(Exercise tasks):
#1 From the travel account of Albi, list every food the writer names among the displays at the covered market.
#2 Print the passage of the travel account of Albi that begins at the words "Because Albi isn’t" and stops after the words "of St. Salvi.".
#3 Using the travel account of Albi, decide whether each statement agrees with it: (a) The drive from Carcassonne to Albi covered 80 miles. (b) The cathedral in Toulouse is larger than the one in Albi. (c) The local wine sells domestically for 10 Euros per bottle. Answer yes or no for each and quote the words that settle it.

(Excerpt provided):
_ _ _ _

Albi, another city in the Languedoc, was a great side trip from Carcassonne. Early one morning, before any other tourists were in sight, we walked through the hushed medieval streets of La Cité to the Narbonne Gate and boarded a minibus for the 80-mile drive to Albi, a city of 40,000 located on the Tarn River. Along the way, we were surrounded by the luscious landscape of vineyards, poppies, and fields bursting with the dazzling golden color of sunflowers and rapeseed. Most of the farms in this area are small and family-run. Wine has been produced here for over 2000 years. The local wine is considered “table wine,” which is sold domestically for 3-4 Euros per bottle.
By the time we arrived in Albi, the morning clouds had parted, the sky was a radiant blue, and the sun was shining in full force, illuminating the color of the red brick buildings in the medieval city center. Brick construction is not common in France, and our local guide told us that Albi is the only French city dominated by this type of architecture. She pointed out several half-timbered brick buildings, including one house that dates back to the 16th century.
Like the houses, Albi’s Sainte-Cécile cathedral was also built of red brick. Toulouse, around 40 miles away, is the only other French city with a brick cathedral; the cathedral in Albi is the larger of the two. It was built during the 13th-15th centuries in the Romanesque style. Its fortress-like features reflect the determination of the Church to assert its dominance after the crusade to crush the Cathar heresy. The interior walls are covered with large colorful murals of Biblical scenes. A depiction of The Last Judgment occupies one entire wall.
We strolled through a modern covered market, where I gazed longingly at the mouth-watering displays of cheese, charcuterie, breads, pastries, and fresh fish.
Because Albi isn’t overrun with tourists, it was a delightful place for a leisurely walk. With the sun beating down, our group was grateful for a few moments of shade in the 13th century gallery of the Cloister of St. Salvi.
And while I fully appreciate the educational aspects of travel, I was delighted for a bit of free time to shop along a pedestrian street in Albi’s old town. I’ve become an expert at lightning fast shopping and I successfully added to my wardrobe of warm weather clothes in record time.

_ _ _ _

(Contour annotation records)

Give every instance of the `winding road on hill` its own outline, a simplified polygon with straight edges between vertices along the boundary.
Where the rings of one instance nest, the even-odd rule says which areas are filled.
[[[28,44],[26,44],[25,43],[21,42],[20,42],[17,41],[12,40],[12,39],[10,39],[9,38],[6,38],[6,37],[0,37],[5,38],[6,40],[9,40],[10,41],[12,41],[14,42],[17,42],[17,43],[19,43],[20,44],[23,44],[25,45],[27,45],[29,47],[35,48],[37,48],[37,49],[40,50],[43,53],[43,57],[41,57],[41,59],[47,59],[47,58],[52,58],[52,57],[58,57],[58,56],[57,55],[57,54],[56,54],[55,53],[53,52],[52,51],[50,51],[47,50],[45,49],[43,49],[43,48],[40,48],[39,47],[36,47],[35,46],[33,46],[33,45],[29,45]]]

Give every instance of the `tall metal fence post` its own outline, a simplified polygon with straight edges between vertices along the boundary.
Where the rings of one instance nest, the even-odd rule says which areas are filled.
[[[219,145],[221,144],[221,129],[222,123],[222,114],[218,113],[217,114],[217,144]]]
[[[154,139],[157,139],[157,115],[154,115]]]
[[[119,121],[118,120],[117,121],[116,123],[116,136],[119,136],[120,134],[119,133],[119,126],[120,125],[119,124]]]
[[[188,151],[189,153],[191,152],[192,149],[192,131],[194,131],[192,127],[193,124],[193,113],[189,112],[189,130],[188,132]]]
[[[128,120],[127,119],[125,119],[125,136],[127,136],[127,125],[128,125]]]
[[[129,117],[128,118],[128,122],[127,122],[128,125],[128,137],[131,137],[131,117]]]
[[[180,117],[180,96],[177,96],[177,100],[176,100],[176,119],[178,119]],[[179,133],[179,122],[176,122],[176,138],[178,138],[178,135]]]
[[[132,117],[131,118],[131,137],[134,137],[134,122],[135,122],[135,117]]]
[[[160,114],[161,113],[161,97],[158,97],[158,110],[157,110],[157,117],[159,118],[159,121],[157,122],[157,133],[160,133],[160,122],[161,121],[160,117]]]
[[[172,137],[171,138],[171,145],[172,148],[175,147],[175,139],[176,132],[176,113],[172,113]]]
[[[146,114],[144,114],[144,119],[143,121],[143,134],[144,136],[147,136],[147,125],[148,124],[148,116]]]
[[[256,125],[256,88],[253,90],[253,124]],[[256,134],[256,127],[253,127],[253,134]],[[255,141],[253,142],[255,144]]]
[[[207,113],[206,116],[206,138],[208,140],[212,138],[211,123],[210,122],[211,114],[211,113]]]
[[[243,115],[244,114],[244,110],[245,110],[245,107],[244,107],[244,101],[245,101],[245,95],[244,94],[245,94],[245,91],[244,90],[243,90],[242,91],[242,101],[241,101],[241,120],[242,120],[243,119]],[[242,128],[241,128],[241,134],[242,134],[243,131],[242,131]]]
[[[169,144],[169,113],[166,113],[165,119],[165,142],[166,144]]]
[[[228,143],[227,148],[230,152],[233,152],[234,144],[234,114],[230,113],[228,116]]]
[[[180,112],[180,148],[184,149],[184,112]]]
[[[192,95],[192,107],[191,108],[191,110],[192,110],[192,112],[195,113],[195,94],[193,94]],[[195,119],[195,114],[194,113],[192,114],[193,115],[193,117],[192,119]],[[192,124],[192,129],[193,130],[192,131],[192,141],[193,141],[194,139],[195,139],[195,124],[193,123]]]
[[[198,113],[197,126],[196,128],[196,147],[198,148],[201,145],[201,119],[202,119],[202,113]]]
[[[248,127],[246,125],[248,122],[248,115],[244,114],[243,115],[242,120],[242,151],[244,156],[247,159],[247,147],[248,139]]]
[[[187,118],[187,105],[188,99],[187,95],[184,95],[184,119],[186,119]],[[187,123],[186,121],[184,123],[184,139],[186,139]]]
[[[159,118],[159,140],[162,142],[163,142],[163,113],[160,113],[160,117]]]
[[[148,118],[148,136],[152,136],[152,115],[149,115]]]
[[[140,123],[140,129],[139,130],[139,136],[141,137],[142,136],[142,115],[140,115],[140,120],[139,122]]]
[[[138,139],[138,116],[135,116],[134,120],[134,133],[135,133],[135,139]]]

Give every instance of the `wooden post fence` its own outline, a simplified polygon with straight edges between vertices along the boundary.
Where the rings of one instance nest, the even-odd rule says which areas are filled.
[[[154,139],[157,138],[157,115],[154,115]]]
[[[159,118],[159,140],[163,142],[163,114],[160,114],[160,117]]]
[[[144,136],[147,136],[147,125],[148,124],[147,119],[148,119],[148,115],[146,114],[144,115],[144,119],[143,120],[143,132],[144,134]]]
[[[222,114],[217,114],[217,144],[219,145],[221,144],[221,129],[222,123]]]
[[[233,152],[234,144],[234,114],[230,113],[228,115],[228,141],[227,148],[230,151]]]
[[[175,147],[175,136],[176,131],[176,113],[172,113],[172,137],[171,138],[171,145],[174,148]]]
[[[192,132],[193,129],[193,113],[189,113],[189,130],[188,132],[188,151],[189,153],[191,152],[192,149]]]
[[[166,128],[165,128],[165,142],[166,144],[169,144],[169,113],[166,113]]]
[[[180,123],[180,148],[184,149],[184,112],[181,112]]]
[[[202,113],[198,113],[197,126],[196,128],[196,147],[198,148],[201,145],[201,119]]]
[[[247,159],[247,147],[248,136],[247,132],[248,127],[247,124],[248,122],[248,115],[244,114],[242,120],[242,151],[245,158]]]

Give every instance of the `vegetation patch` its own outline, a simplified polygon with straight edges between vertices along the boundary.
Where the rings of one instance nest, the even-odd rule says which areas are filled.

_ _ _ _

(Solution list):
#1 Cheese, charcuterie, breads, pastries, fresh fish

#2
Because Albi isn’t overrun with tourists, it was a delightful place for a leisurely walk. With the sun beating down, our group was grateful for a few moments of shade in the 13th century gallery of the Cloister of St. Salvi.

#3
(a) Yes: "the 80-mile drive to Albi"
(b) No: "the cathedral in Albi is the larger of the two"
(c) No: "sold domestically for 3-4 Euros per bottle"